Start of Data to use

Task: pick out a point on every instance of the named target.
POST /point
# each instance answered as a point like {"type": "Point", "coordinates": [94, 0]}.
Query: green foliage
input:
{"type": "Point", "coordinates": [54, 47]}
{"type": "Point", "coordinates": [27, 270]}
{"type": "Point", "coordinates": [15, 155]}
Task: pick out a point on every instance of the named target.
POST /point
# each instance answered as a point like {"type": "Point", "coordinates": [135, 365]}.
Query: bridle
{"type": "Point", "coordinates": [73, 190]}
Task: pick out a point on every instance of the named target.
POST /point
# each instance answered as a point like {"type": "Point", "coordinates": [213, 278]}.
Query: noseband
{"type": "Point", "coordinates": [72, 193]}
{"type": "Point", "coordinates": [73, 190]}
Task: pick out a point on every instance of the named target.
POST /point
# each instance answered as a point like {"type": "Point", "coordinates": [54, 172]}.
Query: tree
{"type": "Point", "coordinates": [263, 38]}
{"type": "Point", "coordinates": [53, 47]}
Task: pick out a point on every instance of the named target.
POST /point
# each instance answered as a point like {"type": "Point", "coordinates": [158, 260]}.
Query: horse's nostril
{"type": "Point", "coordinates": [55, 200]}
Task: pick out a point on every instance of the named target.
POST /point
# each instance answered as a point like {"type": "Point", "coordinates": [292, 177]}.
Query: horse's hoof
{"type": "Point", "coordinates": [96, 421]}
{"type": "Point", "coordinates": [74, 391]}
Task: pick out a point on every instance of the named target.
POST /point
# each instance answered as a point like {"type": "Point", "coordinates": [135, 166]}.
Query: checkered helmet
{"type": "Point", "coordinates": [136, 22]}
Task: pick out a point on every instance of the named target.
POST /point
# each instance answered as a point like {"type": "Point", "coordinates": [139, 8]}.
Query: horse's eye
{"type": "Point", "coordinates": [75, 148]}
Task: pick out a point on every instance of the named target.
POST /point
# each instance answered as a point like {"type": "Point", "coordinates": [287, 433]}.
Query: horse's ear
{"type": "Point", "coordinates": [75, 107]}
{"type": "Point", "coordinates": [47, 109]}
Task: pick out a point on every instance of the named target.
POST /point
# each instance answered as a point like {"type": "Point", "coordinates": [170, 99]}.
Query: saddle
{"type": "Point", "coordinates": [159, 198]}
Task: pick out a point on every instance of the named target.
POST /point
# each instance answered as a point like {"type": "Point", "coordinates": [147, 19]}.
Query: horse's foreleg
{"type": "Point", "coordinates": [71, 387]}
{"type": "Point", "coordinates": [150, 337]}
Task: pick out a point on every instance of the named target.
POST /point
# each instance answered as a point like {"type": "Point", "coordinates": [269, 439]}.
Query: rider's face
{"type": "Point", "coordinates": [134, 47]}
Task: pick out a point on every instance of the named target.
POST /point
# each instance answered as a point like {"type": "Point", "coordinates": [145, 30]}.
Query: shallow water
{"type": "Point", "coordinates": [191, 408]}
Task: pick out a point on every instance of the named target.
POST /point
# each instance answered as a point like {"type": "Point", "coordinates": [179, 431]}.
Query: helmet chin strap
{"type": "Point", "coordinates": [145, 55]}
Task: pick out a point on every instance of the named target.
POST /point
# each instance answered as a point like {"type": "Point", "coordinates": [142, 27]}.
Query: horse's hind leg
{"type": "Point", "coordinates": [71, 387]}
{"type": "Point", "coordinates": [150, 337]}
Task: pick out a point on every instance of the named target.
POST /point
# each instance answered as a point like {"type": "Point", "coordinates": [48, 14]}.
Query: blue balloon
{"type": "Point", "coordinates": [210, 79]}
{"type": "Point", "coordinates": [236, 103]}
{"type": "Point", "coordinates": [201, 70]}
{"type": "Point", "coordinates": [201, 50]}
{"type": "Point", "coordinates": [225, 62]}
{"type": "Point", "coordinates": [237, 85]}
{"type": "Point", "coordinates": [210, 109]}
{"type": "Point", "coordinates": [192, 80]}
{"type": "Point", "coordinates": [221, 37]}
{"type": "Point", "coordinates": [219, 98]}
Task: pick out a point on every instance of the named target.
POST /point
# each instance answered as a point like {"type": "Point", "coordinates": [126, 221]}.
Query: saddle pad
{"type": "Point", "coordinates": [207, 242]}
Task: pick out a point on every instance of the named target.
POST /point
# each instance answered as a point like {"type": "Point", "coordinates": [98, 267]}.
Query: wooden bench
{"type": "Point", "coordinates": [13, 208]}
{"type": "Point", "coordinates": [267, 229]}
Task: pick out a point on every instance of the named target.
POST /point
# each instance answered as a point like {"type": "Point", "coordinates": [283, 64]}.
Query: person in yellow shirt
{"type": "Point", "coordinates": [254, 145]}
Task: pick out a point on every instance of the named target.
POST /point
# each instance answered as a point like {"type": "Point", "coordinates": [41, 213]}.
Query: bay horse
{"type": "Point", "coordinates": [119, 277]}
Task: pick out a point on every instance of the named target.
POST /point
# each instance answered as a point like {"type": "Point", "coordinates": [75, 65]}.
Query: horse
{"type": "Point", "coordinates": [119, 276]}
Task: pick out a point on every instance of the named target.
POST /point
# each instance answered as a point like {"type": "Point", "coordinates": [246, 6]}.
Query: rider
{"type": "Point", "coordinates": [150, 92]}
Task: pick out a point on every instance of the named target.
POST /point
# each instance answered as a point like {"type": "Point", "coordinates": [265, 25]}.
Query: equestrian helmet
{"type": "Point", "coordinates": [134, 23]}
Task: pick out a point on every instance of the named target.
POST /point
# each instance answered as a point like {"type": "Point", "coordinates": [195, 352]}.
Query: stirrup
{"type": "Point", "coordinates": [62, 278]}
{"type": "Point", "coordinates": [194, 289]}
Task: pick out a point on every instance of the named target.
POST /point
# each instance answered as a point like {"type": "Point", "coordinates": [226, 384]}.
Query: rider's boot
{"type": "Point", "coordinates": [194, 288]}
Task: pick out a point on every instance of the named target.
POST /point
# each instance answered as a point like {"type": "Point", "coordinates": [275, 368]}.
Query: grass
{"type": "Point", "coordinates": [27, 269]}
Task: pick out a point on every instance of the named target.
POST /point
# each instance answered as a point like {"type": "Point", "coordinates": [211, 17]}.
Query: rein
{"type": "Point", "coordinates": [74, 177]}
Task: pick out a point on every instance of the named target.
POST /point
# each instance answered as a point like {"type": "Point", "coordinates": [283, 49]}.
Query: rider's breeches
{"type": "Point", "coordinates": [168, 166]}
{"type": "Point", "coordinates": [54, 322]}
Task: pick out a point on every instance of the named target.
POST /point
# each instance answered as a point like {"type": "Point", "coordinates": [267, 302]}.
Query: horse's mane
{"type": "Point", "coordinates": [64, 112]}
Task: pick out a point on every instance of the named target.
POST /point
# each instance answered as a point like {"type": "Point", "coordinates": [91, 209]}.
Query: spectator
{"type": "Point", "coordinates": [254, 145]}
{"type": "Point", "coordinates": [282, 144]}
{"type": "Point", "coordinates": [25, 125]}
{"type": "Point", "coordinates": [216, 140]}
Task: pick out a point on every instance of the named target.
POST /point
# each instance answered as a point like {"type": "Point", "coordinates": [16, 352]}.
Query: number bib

End of Data to use

**Assignment:**
Exact copies of every record are required, so retype them in full.

**Result:**
Task: pick out a point on every instance of the named target.
POST /point
# each instance answered as a point like {"type": "Point", "coordinates": [94, 0]}.
Query: green foliage
input:
{"type": "Point", "coordinates": [54, 47]}
{"type": "Point", "coordinates": [27, 270]}
{"type": "Point", "coordinates": [15, 155]}
Task: pick out a point on every instance of the named target.
POST /point
# each instance answered as a point like {"type": "Point", "coordinates": [135, 365]}.
Query: bridle
{"type": "Point", "coordinates": [73, 190]}
Task: pick out a point on every instance of the named target.
POST /point
# each instance answered as a point like {"type": "Point", "coordinates": [213, 278]}.
Query: noseband
{"type": "Point", "coordinates": [72, 193]}
{"type": "Point", "coordinates": [73, 190]}
Task: pick out a point on every instance of the named target.
POST /point
# each instance answered as a point like {"type": "Point", "coordinates": [54, 172]}.
Query: tree
{"type": "Point", "coordinates": [263, 38]}
{"type": "Point", "coordinates": [53, 47]}
Task: pick out a point on every instance of the named target.
POST /point
# each instance answered as a point like {"type": "Point", "coordinates": [158, 260]}.
Query: horse's nostril
{"type": "Point", "coordinates": [55, 200]}
Task: pick out a point on every instance of the named target.
POST /point
# each instance answered as a point like {"type": "Point", "coordinates": [292, 177]}.
Query: horse's hoof
{"type": "Point", "coordinates": [96, 421]}
{"type": "Point", "coordinates": [74, 391]}
Task: pick out a point on every instance of the named target.
POST /point
# each instance answered as a point like {"type": "Point", "coordinates": [135, 166]}.
Query: checkered helmet
{"type": "Point", "coordinates": [136, 22]}
Task: pick out a point on every instance of the named target.
POST /point
# each instance answered as a point like {"type": "Point", "coordinates": [139, 8]}.
Query: horse's eye
{"type": "Point", "coordinates": [75, 148]}
Task: pick out a point on every instance of the named target.
POST /point
# each instance answered as a point like {"type": "Point", "coordinates": [287, 433]}.
Query: horse's ear
{"type": "Point", "coordinates": [75, 107]}
{"type": "Point", "coordinates": [47, 109]}
Task: pick out a point on every instance of the named target.
POST /point
# each instance answered as a point like {"type": "Point", "coordinates": [170, 99]}.
Query: saddle
{"type": "Point", "coordinates": [159, 198]}
Task: pick out a point on every instance of the named target.
POST /point
# each instance answered as a point like {"type": "Point", "coordinates": [147, 19]}.
Query: horse's foreleg
{"type": "Point", "coordinates": [71, 387]}
{"type": "Point", "coordinates": [150, 337]}
Task: pick out a point on every instance of the named target.
POST /point
# each instance answered as a point like {"type": "Point", "coordinates": [269, 439]}.
Query: rider's face
{"type": "Point", "coordinates": [134, 47]}
Task: pick out a point on every instance of the named target.
POST /point
# each instance answered as a point like {"type": "Point", "coordinates": [145, 30]}.
Query: shallow water
{"type": "Point", "coordinates": [191, 408]}
Task: pick out a point on every instance of the named target.
POST /point
# each instance answered as a point like {"type": "Point", "coordinates": [179, 431]}.
Query: helmet chin strap
{"type": "Point", "coordinates": [145, 55]}
Task: pick out a point on every instance of the named target.
POST /point
# each instance answered as a point like {"type": "Point", "coordinates": [142, 27]}.
Query: horse's hind leg
{"type": "Point", "coordinates": [71, 387]}
{"type": "Point", "coordinates": [150, 337]}
Task: pick out a point on every instance of the named target.
POST /point
# each instance answered as a point like {"type": "Point", "coordinates": [48, 14]}.
Query: blue balloon
{"type": "Point", "coordinates": [210, 79]}
{"type": "Point", "coordinates": [236, 103]}
{"type": "Point", "coordinates": [201, 70]}
{"type": "Point", "coordinates": [201, 50]}
{"type": "Point", "coordinates": [225, 62]}
{"type": "Point", "coordinates": [237, 85]}
{"type": "Point", "coordinates": [210, 109]}
{"type": "Point", "coordinates": [192, 80]}
{"type": "Point", "coordinates": [221, 37]}
{"type": "Point", "coordinates": [219, 98]}
Task: pick out a point on every instance of the named target.
POST /point
# each instance answered as a point like {"type": "Point", "coordinates": [126, 221]}.
Query: saddle pad
{"type": "Point", "coordinates": [207, 242]}
Task: pick out a point on every instance of the named target.
POST /point
# each instance answered as a point like {"type": "Point", "coordinates": [98, 267]}.
Query: wooden bench
{"type": "Point", "coordinates": [13, 208]}
{"type": "Point", "coordinates": [267, 229]}
Task: pick out a point on every instance of the named target.
POST /point
# each instance answered as a point like {"type": "Point", "coordinates": [283, 64]}.
Query: person in yellow shirt
{"type": "Point", "coordinates": [254, 145]}
Task: pick out a point on every instance of the named target.
POST /point
# each instance answered as a point like {"type": "Point", "coordinates": [41, 213]}.
Query: bay horse
{"type": "Point", "coordinates": [119, 277]}
Task: pick out a point on every instance of the named target.
POST /point
# each instance answered as a point like {"type": "Point", "coordinates": [75, 65]}.
Query: horse
{"type": "Point", "coordinates": [119, 276]}
Task: pick out a point on every instance of the named target.
POST /point
# each instance answered as a point like {"type": "Point", "coordinates": [246, 6]}.
Query: rider
{"type": "Point", "coordinates": [150, 92]}
Task: pick out a point on every instance of the named target.
POST /point
# each instance answered as a point like {"type": "Point", "coordinates": [265, 25]}.
Query: equestrian helmet
{"type": "Point", "coordinates": [134, 23]}
Task: pick out a point on every instance of the named target.
POST /point
# each instance answered as a point like {"type": "Point", "coordinates": [195, 352]}.
Query: stirrup
{"type": "Point", "coordinates": [62, 278]}
{"type": "Point", "coordinates": [194, 289]}
Task: pick out a point on every instance of the named target.
POST /point
# each instance answered as a point like {"type": "Point", "coordinates": [226, 384]}.
Query: rider's boot
{"type": "Point", "coordinates": [194, 288]}
Task: pick out a point on every instance of the named target.
POST /point
# each instance answered as a point like {"type": "Point", "coordinates": [275, 368]}.
Query: grass
{"type": "Point", "coordinates": [27, 269]}
Task: pick out a point on every instance of the named target.
POST /point
# each instance answered as a point like {"type": "Point", "coordinates": [211, 17]}.
Query: rein
{"type": "Point", "coordinates": [74, 177]}
Task: pick out a point on every instance of the named target.
POST /point
# each instance answered as a point like {"type": "Point", "coordinates": [283, 49]}.
Query: rider's breeches
{"type": "Point", "coordinates": [168, 166]}
{"type": "Point", "coordinates": [54, 322]}
Task: pick out a point on every instance of the named target.
POST /point
# each instance answered as a point like {"type": "Point", "coordinates": [267, 302]}.
Query: horse's mane
{"type": "Point", "coordinates": [64, 112]}
Task: pick out a point on every instance of the named target.
POST /point
# each instance answered as a point like {"type": "Point", "coordinates": [91, 209]}.
Query: spectator
{"type": "Point", "coordinates": [254, 145]}
{"type": "Point", "coordinates": [282, 144]}
{"type": "Point", "coordinates": [25, 125]}
{"type": "Point", "coordinates": [216, 140]}
Task: pick out a point on every instance of the named target.
POST /point
# each instance answered as a point like {"type": "Point", "coordinates": [16, 352]}.
Query: number bib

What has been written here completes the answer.